EXERCISE DIRECTIONS> Pick up the text on Polly Platt's film career where it leaves off, writing the next part.

The story of Polly Platt offers a perfect illustration of the limits of a director centric approach. You might not have heard of Platt, but you’ll definitely have heard of her films. Between the late-1960s and the 1990s, Platt played a key role in the making of a number of much loved Hollywood classics. Across her career she worked as a production designer, writer and producer, but she was never credited as a director. Despite this, there is a clear argument to be made for Platt as an author of the films she worked on.
This is precisely the argument that is put forward in The Invisible Woman, a ten-part podcast from writer Karina Longworth which tells the story of Platt’s life and work. Longworth specialises in revisionist takes on film history – the series is part of You Must Remember This, a podcast dedicated to “the hidden and/or forgotten history of Hollywood’s first century” – and Platt’s story makes for rich material. The Invisible Woman is built around an unpublished memoir which was passed onto Longworth by Platt’s daughters after their mother’s death. Extracts from the memoir, read aloud by an actor, form the spine of the series allowing Platt to effectively narrate her own story from beyond the grave. The result is a gripping audio auto(ish)biography which succeeds in bringing Platt vividly to life, while also making a compelling case for a radical rethink of the way we think about authorship in cinema...
To place Platt at the centre of her own story is itself a kind of political statement. Up until recently, Platt had only been discussed as a secondary character to the famous men she worked alongside. This pattern was set right from the beginning of her career. Born in 1939, Platt fell in love with the theatre as a child and went on to study art, with the ambition of working in stage design. She was freelancing as a designer in New York when she first met the young and charismatic Peter Bogdanovich, a film critic whose real ambition was to direct. The pair married in 1962, and immediately formed an intense creative partnership. With their combined talent and ambition, it was only a matter of time before they hit Hollywood.
In the mid-1960s, Platt and Bogdanovich moved to LA where they cut their teeth working for Roger Corman. B movie king Corman was renowned for his “fast and cheap” philosophy, which made him unusually willing to take a punt on untested talent (he gave early breaks to Martin Scorsese, Francis Ford Coppola and Jonathan Demme, among others). Corman’s filmmakers were expected to turn their hand to any role required to deliver on time and under budget. This meant that right from the start Platt worked in multiple roles - writing scripts, designing, producing and co-directing - although it was always Bogdanovich who was credited as director. Targets (1968), a low budget horror starring Boris Karloff, brought Bogdanovich to the attention of execs who offered him a chance to direct a feature of his own. It was Platt who convinced her husband that a recent bestseller, Larry McMurty’s The Last Picture Show, would make a great adaptation.

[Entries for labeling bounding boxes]
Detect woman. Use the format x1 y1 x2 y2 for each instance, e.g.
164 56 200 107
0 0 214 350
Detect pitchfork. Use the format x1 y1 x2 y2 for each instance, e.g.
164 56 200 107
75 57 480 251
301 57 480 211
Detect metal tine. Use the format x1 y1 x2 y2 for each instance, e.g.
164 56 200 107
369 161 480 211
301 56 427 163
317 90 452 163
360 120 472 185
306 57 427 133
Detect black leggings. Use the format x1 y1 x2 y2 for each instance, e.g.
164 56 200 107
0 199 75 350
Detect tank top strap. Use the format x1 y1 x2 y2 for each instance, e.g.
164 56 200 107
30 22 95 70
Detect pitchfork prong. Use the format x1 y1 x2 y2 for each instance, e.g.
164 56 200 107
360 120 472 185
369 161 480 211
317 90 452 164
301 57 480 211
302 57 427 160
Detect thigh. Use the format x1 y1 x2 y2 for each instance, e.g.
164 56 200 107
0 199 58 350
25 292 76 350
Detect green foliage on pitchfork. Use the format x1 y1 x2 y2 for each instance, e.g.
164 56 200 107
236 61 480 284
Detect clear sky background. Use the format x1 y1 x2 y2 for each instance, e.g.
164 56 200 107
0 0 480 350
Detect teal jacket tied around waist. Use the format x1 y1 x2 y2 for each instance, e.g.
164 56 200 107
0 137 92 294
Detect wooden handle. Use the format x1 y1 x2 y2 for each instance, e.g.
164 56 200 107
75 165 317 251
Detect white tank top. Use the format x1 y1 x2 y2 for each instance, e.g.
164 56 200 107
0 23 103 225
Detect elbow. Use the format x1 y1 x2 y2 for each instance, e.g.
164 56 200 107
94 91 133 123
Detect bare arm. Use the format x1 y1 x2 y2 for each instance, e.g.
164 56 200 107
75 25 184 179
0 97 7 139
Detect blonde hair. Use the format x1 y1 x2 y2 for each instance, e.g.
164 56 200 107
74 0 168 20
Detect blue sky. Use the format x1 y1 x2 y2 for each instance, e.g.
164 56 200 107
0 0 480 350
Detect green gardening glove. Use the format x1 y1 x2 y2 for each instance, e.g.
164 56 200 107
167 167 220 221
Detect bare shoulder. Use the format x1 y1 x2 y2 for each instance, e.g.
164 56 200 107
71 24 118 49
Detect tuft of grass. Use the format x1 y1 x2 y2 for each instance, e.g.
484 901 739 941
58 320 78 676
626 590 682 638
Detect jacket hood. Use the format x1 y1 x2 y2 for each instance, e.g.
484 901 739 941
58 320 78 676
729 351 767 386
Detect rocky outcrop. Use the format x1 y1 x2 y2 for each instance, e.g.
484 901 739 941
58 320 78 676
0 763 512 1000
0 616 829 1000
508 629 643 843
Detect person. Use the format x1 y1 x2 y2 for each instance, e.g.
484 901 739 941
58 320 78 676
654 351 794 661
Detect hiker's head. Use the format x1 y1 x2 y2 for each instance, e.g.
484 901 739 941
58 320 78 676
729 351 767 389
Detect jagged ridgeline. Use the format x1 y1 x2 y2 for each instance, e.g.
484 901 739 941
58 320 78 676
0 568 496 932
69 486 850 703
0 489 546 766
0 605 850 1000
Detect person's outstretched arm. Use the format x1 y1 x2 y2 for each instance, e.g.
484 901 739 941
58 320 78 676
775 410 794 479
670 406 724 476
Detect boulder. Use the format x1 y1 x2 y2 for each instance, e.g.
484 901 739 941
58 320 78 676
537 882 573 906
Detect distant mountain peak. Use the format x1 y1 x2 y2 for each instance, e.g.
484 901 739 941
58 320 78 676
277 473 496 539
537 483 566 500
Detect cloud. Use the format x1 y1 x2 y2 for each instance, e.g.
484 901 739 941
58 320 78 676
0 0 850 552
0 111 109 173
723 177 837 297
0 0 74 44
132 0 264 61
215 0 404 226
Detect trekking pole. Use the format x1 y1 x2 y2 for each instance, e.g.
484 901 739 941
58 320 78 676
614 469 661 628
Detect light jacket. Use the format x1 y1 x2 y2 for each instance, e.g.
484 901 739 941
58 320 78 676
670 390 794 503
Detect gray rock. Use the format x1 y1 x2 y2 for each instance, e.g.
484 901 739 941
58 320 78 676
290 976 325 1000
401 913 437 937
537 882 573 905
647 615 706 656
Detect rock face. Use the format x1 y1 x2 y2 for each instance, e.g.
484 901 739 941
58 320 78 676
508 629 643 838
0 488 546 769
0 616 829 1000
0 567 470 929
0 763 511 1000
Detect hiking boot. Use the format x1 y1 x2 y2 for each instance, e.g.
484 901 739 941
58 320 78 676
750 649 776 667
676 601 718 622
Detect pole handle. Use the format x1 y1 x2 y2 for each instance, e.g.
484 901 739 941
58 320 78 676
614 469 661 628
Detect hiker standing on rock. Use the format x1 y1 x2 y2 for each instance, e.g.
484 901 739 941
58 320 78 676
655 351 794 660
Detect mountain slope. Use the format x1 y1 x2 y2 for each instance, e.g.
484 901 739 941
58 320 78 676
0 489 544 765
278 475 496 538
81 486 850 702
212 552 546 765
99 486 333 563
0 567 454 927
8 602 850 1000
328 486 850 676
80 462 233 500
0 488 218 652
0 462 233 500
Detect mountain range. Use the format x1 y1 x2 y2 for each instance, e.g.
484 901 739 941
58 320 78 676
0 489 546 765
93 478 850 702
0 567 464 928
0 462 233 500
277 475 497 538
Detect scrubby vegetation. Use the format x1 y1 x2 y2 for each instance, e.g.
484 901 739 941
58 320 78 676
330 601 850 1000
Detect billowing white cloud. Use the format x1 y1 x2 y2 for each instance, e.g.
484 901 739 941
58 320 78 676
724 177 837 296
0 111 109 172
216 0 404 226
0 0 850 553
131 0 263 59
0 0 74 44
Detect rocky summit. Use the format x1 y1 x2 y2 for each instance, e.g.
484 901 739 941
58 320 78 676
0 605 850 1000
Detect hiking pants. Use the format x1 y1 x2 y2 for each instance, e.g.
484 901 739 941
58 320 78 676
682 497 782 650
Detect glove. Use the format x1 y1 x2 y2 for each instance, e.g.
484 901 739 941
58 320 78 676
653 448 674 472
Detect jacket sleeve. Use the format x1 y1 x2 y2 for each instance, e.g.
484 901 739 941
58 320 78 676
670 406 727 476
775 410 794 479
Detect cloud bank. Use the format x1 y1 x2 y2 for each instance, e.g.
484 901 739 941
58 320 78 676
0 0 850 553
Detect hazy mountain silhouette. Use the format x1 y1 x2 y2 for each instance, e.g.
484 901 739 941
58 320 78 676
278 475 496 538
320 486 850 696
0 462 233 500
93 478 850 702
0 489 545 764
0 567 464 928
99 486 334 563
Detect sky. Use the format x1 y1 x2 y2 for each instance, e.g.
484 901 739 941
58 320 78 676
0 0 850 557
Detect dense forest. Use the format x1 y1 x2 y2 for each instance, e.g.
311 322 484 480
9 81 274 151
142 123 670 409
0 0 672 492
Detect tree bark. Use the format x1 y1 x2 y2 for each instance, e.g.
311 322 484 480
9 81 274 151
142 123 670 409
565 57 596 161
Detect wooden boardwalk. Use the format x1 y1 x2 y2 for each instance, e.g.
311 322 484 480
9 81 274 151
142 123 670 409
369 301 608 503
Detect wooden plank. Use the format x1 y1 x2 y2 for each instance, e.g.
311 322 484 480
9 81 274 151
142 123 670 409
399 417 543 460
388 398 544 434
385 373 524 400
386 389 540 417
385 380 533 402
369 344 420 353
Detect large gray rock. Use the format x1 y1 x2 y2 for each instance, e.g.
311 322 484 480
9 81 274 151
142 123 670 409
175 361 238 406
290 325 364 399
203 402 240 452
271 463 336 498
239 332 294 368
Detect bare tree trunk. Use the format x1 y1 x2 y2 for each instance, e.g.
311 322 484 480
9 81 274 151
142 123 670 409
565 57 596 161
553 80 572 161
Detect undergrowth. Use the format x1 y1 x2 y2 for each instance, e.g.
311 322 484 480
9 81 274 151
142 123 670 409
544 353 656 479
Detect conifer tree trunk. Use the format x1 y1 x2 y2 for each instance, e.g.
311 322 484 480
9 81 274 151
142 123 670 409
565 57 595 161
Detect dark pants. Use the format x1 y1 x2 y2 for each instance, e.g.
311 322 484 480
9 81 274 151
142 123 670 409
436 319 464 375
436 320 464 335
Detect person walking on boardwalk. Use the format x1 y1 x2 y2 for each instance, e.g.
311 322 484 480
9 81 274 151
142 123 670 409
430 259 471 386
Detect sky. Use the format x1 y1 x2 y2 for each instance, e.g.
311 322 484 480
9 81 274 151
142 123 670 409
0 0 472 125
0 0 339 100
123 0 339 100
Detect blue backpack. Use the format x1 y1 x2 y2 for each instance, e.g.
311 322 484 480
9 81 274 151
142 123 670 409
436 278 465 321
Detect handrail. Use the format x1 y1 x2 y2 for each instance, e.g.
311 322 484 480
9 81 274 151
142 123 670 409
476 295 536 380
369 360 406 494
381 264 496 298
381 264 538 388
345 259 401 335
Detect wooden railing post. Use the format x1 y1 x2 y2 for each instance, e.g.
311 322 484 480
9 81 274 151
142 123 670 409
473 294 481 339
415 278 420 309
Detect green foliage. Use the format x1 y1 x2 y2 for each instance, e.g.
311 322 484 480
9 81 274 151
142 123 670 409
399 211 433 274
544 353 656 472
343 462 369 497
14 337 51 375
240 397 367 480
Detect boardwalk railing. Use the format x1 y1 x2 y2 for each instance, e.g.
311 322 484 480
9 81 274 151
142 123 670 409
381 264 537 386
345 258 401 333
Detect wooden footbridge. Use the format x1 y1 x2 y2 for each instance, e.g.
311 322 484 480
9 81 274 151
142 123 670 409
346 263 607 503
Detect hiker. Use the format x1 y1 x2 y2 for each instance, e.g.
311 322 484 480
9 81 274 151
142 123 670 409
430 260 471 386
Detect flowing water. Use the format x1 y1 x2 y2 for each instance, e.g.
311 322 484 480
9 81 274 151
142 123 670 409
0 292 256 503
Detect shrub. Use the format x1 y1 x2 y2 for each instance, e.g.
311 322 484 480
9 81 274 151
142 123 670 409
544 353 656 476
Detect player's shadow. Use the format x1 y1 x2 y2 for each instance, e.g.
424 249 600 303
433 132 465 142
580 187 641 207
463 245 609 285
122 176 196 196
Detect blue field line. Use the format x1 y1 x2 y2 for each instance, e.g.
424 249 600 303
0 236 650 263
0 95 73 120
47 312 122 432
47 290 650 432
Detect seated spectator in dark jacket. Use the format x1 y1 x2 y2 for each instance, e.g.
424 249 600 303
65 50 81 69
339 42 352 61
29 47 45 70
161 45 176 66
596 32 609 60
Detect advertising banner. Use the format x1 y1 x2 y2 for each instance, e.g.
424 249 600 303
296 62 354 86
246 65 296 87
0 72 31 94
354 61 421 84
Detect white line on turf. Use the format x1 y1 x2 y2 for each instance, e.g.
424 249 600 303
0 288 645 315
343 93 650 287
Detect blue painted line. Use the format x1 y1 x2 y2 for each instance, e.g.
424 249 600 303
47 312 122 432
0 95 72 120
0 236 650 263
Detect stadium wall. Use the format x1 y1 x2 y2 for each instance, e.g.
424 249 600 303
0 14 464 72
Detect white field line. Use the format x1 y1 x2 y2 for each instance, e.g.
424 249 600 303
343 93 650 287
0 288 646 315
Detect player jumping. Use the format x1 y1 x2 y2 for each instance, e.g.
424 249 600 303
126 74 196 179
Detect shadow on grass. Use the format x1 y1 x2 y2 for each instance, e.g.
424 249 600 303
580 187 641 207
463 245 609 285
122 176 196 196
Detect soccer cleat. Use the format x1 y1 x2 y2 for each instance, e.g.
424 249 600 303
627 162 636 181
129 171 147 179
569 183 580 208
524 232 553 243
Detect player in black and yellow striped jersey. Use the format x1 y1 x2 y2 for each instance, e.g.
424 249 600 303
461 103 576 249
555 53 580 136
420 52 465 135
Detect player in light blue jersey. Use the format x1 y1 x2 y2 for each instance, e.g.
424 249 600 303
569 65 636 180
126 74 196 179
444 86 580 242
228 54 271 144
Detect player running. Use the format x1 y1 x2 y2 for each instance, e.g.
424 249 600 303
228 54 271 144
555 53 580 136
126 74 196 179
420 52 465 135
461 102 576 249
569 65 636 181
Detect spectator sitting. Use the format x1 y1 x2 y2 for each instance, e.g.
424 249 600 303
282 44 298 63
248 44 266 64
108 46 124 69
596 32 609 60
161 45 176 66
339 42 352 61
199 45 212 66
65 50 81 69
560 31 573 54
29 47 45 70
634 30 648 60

THE ANSWER>
What is directing? According to the credits, Platt never officially “directed anything,” but her story makes us question those labels. Credited only as a production designer on The Last Picture Show (1971), Platt’s work extended far beyond that title. She sourced the costumes, found the source material, pitched the project to funders, co-wrote the script and fed creatively into every aspect of the production process. There were whispers on set that Platt was co-directing the picture – after all, didn’t Bogdanovich turn to her for advice on the set up of almost every shot? If the director is the person who leads on creative vision, the “author” of a film, then in what sense was Platt not directing here? If she looks, sounds and acts like a director, she’s probably a director.
The Last Picture Show was a huge critical and commercial success. It was nominated for eight Academy Awards, although there was nothing for Platt. Another pattern was set in motion - a lack of official recognition of Platt’s immense contributions to hit films. The film’s success was bittersweet for another reason; by this stage, Platt and Bogdanvoich were going through a divorce.
Yet even as their personal relationship began to break down, the pair continued to work together on two more outstanding films, both of which were shaped as much by Platt’s vision as Bogdanovich’s. On screwball pastiche What’s Up Doc? (1972) Platt advocated for switching the setting from grey Chicago to rickety San Francisco. She also argued that the central dynamic of the film should be reversed, giving female lead Barbra Streisand the opportunity to shine as the flighty comic relief opposite Ryan O’Neal’s uptight academic. Watching the film today, it’s impossible to imagine how it might have worked without these interventions. For Paper Moon (1973), alongside designing the sets Platt secured the casting both of an initially reluctant O’Neal, and of his 10-year-old daughter Tatum, who Platt rightly spotted as a star in the making (Tatum went on to receive an Oscar for her performance, making her the youngest winner ever). Both films were hits, but the pressure of working together through an acrimonious divorce took its toll and the extraordinary Platt-Bogdanovich partnership finally dissolved for good.
Platt’s work with Bogdanovich had earned her the reputation of being a phenomenal right-hand woman, exactly the kind of tenacious ally that you need to get your film made. For this reason, the next few decades saw Platt often work in collaboration with powerful male directors (yes, “auteurs”). Platt was a strong personality infamous for being honest to a fault, and some of these would-be collaborators took her input better than others. She wrote the script for Pretty Baby (1978) and was initially heavily involved in the production until she was edged out by director Louis Malle, who seems to have been threatened by her competing vision. An attempt to develop a project with Mike Nichols, director of The Graduate and later Working Girl, also collapsed mid-way through when he fired her for contradicting his ideas.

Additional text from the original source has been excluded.